--- Begin Working data ---
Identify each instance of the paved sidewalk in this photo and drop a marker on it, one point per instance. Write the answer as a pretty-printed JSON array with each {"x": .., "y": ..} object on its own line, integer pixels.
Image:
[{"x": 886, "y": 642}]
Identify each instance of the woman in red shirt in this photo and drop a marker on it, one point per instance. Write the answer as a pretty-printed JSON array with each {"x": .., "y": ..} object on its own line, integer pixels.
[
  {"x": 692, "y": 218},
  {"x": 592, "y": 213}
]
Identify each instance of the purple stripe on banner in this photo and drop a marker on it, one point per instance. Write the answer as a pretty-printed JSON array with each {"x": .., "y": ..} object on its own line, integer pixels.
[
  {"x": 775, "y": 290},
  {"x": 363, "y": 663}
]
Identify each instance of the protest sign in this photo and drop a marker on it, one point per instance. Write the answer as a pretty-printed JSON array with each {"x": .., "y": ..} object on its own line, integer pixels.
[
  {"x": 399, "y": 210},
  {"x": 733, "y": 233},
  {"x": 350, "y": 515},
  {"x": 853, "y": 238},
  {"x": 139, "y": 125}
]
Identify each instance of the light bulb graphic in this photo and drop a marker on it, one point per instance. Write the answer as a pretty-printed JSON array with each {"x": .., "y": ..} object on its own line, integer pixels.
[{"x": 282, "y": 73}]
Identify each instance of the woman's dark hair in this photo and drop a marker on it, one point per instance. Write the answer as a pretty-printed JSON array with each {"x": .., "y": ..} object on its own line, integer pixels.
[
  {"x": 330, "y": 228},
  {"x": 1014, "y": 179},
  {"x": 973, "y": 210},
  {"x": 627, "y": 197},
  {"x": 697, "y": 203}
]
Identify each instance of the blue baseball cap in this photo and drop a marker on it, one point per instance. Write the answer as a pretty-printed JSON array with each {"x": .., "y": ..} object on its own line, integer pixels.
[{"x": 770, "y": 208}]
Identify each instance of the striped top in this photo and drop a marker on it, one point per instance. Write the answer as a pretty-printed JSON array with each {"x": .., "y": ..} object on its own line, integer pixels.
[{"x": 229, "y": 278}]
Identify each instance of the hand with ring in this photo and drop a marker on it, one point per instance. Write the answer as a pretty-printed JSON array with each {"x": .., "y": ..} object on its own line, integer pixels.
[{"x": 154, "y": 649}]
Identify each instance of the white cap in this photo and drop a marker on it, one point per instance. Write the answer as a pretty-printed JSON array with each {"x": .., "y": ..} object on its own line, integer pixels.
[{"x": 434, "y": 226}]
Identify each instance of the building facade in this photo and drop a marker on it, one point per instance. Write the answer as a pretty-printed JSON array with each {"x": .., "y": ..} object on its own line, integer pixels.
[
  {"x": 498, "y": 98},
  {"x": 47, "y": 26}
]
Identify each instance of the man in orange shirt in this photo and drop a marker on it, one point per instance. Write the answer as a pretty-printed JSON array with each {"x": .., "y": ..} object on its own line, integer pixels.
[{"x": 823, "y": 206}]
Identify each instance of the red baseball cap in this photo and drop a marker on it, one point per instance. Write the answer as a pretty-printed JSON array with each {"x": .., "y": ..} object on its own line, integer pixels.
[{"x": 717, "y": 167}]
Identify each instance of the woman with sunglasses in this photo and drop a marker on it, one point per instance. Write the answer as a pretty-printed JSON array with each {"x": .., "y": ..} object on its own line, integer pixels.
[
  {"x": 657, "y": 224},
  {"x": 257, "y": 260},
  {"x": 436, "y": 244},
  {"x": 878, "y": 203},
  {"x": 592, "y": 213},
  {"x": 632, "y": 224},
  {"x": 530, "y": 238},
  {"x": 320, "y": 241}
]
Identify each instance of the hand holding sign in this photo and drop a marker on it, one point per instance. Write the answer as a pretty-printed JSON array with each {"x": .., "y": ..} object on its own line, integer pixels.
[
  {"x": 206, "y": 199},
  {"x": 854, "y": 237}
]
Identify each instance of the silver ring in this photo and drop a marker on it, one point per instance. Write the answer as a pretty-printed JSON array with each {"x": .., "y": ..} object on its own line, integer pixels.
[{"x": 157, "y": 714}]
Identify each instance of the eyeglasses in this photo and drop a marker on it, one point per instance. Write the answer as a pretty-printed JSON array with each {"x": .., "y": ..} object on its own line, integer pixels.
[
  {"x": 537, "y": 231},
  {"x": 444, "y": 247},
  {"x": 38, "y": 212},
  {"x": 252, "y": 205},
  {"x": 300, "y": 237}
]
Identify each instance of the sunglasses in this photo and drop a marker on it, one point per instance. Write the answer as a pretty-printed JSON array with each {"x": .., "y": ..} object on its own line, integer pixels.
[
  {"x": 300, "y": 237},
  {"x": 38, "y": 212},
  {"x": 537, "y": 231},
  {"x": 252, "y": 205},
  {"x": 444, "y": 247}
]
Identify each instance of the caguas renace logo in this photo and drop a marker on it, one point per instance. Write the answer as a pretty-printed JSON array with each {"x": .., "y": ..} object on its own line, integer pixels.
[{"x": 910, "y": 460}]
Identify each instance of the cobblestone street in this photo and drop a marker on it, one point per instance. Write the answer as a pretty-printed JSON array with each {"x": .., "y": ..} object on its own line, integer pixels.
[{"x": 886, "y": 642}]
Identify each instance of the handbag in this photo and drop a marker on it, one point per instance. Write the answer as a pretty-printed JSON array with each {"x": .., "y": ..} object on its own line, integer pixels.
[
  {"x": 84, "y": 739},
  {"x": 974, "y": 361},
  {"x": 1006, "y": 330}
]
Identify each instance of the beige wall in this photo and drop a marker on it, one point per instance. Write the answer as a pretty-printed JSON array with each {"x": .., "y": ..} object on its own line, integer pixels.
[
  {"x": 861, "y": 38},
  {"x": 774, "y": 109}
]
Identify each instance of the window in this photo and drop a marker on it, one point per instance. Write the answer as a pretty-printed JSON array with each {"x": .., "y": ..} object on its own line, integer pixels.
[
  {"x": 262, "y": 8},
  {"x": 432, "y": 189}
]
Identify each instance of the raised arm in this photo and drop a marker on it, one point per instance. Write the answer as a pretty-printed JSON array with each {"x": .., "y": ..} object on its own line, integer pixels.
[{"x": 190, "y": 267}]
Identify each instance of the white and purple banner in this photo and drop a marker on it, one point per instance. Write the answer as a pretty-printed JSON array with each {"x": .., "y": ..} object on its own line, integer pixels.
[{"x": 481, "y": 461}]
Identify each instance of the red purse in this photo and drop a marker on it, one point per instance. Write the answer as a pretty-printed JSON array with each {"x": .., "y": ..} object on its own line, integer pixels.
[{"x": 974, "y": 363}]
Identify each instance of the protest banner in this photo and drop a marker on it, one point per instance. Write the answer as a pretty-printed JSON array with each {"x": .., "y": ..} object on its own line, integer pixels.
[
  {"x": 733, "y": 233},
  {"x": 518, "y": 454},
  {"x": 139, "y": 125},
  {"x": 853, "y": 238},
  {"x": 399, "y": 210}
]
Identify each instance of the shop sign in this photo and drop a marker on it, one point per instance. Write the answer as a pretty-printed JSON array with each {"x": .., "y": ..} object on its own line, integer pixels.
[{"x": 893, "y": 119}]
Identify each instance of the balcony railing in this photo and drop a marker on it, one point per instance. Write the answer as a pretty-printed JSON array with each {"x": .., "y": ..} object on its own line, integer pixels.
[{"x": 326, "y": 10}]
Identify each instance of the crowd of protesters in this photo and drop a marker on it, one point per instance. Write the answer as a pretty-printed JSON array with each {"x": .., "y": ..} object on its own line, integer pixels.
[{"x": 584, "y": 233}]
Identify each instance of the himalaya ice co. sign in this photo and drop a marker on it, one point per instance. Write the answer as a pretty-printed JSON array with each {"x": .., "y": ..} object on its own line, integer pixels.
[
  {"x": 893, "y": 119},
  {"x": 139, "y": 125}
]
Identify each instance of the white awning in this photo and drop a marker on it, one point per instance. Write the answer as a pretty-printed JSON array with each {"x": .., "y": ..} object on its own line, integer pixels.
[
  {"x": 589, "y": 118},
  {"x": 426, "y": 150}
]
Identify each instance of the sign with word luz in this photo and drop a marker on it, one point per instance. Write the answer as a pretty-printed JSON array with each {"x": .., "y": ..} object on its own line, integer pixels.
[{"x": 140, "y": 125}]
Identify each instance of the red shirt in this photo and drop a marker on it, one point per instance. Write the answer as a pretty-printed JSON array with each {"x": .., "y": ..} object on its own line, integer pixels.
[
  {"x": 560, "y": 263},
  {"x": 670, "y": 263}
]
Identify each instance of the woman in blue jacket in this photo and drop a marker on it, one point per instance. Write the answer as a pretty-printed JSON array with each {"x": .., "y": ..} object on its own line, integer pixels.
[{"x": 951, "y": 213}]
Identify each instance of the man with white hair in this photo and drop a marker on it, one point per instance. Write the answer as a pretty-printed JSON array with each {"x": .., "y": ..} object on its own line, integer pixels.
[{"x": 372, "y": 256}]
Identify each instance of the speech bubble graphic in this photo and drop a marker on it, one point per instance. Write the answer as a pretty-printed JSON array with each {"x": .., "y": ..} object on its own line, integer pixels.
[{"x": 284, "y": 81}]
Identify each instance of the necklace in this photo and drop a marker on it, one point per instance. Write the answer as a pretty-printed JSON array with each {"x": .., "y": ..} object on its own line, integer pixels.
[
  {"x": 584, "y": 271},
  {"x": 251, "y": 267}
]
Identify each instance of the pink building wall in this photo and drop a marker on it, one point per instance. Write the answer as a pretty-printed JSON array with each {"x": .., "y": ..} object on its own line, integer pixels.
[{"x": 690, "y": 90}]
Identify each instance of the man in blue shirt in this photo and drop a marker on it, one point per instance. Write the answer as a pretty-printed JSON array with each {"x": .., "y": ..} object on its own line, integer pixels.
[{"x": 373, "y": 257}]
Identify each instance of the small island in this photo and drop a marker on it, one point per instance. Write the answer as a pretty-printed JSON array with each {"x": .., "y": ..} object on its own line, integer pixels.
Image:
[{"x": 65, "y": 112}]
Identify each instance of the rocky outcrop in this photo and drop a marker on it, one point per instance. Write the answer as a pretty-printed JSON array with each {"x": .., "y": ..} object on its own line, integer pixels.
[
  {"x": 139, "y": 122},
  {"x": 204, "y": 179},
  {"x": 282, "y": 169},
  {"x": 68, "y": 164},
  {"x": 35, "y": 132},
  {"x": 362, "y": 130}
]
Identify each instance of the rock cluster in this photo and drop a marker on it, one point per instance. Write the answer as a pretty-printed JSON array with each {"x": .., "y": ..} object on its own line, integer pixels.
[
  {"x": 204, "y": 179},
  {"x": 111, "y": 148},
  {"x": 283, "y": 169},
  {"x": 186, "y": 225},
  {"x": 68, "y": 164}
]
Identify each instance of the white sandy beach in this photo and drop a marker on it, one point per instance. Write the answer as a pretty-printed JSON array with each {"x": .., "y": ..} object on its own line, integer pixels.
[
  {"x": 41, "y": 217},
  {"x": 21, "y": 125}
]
--- End Working data ---
Direction => Set down nothing but the lines from the one with "Identify each instance of the pink" through the end of the records, keeping each line exactly as written and including both ends.

In response =>
Identify each instance of the pink building wall in this photo and drop a marker on it, one point per instance. Write the answer as a pretty-printed JSON array with each {"x": .., "y": ..} object on its own line, integer pixels.
[{"x": 690, "y": 90}]
Identify each instance of the man in blue shirt in this photo and drop a marker on it, one point per instance. Write the answer as a pretty-printed JSON array with each {"x": .., "y": ..} object on its own line, integer pixels.
[{"x": 373, "y": 257}]
Identify each instance of the small island in this photo and drop a marker on it, one point per instance. Write the answer as a pretty-printed JSON array with each {"x": .., "y": ..} object on its own line, integer pixels.
Image:
[{"x": 65, "y": 112}]
Identify each instance of the rocky outcrop in this photo and drop a marker on it, one point per instance. Write the answer as a pretty-printed JSON array with each {"x": .., "y": ..} object on its own line, integer pixels.
[
  {"x": 139, "y": 122},
  {"x": 204, "y": 179},
  {"x": 282, "y": 169},
  {"x": 68, "y": 164},
  {"x": 35, "y": 132},
  {"x": 362, "y": 130}
]
Identify each instance of the rock cluster in this photo and drop a marker on it, one point per instance. Write the answer as a pretty-printed JSON array with each {"x": .., "y": ..} object on its own line, integer pixels.
[
  {"x": 204, "y": 179},
  {"x": 111, "y": 148},
  {"x": 283, "y": 169},
  {"x": 186, "y": 225},
  {"x": 68, "y": 164}
]
Identify each instance of the white sandy beach in this photo and drop a marker on it, one point per instance. Write the answer as a pretty-printed JSON array with each {"x": .., "y": ..} object on its own line, integer pixels.
[
  {"x": 41, "y": 217},
  {"x": 21, "y": 125}
]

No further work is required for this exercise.